Dataset excerpts on object pointing:
══════

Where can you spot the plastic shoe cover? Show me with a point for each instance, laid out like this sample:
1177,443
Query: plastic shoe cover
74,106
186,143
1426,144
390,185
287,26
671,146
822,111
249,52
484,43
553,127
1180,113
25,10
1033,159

══════

### EXERCISE BRIEF
Can you write out every line of the data above again, requests included, but shift each coordinate in the answers by -104? Leave the numbers in the requests and their sample formats as they are.

### WORKED ANSWER
Where can you spot the plastic shoe cover? Show me with a point for each instance, laid out like this sample:
1177,443
Query: plastic shoe cover
-30,2
82,39
1322,40
286,81
183,-78
567,42
718,7
145,-52
380,-61
449,23
1076,9
-79,-94
929,55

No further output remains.